## Start EXERCISE INPUTS
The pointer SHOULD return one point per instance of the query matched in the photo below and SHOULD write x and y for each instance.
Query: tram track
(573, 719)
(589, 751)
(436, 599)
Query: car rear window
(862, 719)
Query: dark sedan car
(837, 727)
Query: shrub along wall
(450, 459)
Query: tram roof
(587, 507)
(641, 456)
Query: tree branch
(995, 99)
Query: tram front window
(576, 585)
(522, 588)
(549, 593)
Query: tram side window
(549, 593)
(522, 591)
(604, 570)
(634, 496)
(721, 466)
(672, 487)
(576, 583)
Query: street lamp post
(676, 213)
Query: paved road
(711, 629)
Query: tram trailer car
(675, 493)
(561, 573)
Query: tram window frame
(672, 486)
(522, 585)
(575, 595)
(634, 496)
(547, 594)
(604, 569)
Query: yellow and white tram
## End EXERCISE INPUTS
YOUR INSTRUCTIONS: Copy every entry above line for line, keeping each one word for word.

ANSWER FOR THIS EXERCISE:
The pointer SHOULD return one point per instance of the query matched in the photo below and SHOULD write x and y for each instance.
Query: tram track
(573, 719)
(589, 751)
(436, 599)
Query: car rear window
(862, 719)
Query: dark sedan car
(837, 727)
Query: shrub along wall
(450, 459)
Query: tram roof
(587, 507)
(641, 456)
Query: tree branch
(995, 99)
Query: tram front window
(576, 585)
(522, 588)
(549, 593)
Query: tram side window
(549, 593)
(522, 591)
(604, 570)
(634, 496)
(721, 466)
(672, 487)
(576, 583)
Query: street lamp post
(676, 213)
Query: paved road
(711, 629)
Query: tram trailer car
(675, 493)
(561, 573)
Query: tram window frame
(672, 486)
(522, 585)
(575, 595)
(634, 496)
(547, 594)
(604, 569)
Query: yellow and white tram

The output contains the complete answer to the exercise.